**TASK**.
Rewrite the stretch of the records from the line containing "target | white baseboard" through the line containing "column 520, row 196" as a numbered list, omitting blank lines. Include both end lines and nothing outside that stretch.

--- Start SOURCE DATA ---

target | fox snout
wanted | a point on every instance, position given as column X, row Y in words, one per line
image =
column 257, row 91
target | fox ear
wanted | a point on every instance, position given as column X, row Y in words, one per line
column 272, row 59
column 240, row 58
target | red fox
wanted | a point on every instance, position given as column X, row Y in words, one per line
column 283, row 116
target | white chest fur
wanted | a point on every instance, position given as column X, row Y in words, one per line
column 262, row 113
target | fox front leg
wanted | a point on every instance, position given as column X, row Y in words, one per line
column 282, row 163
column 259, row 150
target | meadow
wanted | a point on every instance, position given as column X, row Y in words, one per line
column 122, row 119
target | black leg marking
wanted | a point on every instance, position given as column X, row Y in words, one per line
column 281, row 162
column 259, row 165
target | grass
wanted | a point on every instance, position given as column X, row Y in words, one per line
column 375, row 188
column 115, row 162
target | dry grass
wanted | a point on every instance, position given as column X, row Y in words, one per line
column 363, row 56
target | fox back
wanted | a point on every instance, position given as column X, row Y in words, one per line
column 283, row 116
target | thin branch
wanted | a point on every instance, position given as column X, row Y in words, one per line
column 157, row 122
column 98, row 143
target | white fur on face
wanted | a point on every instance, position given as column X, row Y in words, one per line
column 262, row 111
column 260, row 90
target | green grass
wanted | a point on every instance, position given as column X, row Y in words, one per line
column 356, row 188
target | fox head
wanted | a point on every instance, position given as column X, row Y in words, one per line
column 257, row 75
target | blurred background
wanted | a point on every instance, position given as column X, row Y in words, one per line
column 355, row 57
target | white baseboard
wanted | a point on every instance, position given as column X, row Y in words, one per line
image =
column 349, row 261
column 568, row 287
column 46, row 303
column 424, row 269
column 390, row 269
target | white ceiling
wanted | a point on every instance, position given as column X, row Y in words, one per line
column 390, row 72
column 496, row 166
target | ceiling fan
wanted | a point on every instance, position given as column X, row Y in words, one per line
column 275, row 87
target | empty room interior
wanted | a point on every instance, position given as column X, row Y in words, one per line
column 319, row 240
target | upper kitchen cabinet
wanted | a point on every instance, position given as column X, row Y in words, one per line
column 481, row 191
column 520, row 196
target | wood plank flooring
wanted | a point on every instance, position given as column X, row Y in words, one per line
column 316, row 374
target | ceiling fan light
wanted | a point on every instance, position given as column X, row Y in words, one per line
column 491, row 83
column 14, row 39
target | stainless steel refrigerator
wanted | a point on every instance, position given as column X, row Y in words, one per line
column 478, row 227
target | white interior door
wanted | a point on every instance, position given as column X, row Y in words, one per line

--- End SOURCE DATA ---

**OUTPUT BELOW**.
1. target | white baseboard
2. wanted | a point on every instance, position given as column X, row Y in words, one per line
3. image =
4. column 349, row 261
5. column 568, row 287
6. column 46, row 303
7. column 424, row 269
8. column 390, row 269
9. target | white ceiling
10. wanted | a point on every instance, position given as column X, row Y in words, one per line
11. column 390, row 72
12. column 496, row 166
13. target | ceiling fan
14. wanted | a point on every instance, position given as column X, row Y in words, one per line
15. column 275, row 87
16. target | empty room interior
17. wanted | a point on every instance, position given as column X, row Y in words, one per line
18. column 319, row 240
19. target | upper kitchen cabinet
20. wanted | a point on every instance, position given as column X, row Y in words, one per line
21. column 481, row 191
22. column 520, row 196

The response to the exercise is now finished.